(Excerpts from pointing data)
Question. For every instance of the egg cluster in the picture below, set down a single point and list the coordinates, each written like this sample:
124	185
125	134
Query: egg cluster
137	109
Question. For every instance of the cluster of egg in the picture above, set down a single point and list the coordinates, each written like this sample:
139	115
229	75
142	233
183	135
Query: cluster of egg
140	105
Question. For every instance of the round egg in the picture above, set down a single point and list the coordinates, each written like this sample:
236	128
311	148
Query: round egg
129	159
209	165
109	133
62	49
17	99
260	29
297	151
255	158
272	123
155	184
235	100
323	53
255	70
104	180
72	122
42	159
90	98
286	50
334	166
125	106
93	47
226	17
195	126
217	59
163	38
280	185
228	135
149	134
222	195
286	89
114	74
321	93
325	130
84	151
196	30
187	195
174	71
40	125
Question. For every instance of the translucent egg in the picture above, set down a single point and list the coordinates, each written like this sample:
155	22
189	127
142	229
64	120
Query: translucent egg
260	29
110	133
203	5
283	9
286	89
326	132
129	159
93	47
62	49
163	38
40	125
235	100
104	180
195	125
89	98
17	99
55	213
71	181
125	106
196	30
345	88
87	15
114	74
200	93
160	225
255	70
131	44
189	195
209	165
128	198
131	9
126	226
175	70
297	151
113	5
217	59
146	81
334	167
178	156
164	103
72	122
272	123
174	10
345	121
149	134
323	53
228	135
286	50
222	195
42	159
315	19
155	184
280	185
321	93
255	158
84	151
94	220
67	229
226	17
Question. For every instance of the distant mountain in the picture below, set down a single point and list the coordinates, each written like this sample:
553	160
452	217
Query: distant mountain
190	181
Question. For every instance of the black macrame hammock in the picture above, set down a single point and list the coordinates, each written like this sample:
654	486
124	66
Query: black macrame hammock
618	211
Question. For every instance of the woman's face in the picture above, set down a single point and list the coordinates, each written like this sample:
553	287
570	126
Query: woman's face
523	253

Your objective: Output every line of the data above as a numbered list, with blank lines omitted.

Exercise answer:
1. Question. For every instance of the egg cluster in the picture below, set down a single point and list the coordinates, each written like this sample:
2. 124	185
3. 125	134
4. Query: egg cluster
5. 137	109
6. Question. For every instance of the cluster of egg in the picture above, set down a single point and list the coordinates, each written like this sample:
7. 139	115
8. 229	75
9. 142	233
10. 183	135
11. Query: cluster of egg
12. 140	105
13. Question. For every instance of the round egg in the picture above, set down a single point and list the coordinates, each written like this sample:
14. 236	128
15. 311	148
16. Query: round egg
17. 129	159
18. 209	165
19. 109	133
20. 62	49
21. 17	99
22. 260	29
23. 297	151
24. 255	158
25. 272	123
26. 155	184
27. 235	100
28. 323	53
29. 255	70
30. 104	180
31. 72	122
32. 42	159
33. 90	98
34. 286	50
35. 334	166
36. 125	106
37. 93	47
38. 226	17
39. 195	126
40. 217	59
41. 163	38
42. 280	185
43. 228	135
44. 149	134
45. 222	195
46. 286	89
47. 114	74
48. 321	93
49. 325	130
50. 84	151
51. 196	30
52. 187	195
53. 174	71
54. 40	125
55. Question. For every instance of the translucent egg in the picture above, set down a single point and list the coordinates, each written like this sample:
56. 155	22
57. 189	127
58. 142	229
59. 64	120
60. Query: translucent egg
61. 260	29
62. 110	133
63. 203	5
64. 283	9
65. 286	89
66. 326	132
67. 129	159
68. 93	47
69. 62	49
70. 163	38
71. 40	125
72. 235	100
73. 104	180
74. 195	125
75. 89	98
76. 17	99
77. 55	213
78. 71	181
79. 125	106
80. 196	30
81. 345	88
82. 87	15
83. 114	74
84. 200	93
85. 160	225
86. 255	70
87. 131	44
88. 189	195
89. 209	165
90. 128	198
91. 131	9
92. 126	226
93. 175	70
94. 297	151
95. 113	5
96. 217	59
97. 146	81
98. 334	167
99. 178	156
100. 164	103
101. 72	122
102. 272	123
103. 174	10
104. 345	121
105. 149	134
106. 323	53
107. 228	135
108. 286	50
109. 222	195
110. 42	159
111. 315	19
112. 155	184
113. 280	185
114. 321	93
115. 255	158
116. 84	151
117. 94	220
118. 67	229
119. 226	17
120. Question. For every instance of the distant mountain in the picture below, set down a single point and list the coordinates, each written like this sample:
121. 553	160
122. 452	217
123. Query: distant mountain
124. 190	181
125. Question. For every instance of the black macrame hammock in the picture above, set down a single point and list the coordinates, each written like this sample:
126. 654	486
127. 124	66
128. Query: black macrame hammock
129. 618	211
130. Question. For every instance of the woman's face in the picture above, set down a single point and list the coordinates, each written like this sample:
131. 553	287
132. 570	126
133. Query: woman's face
134. 523	253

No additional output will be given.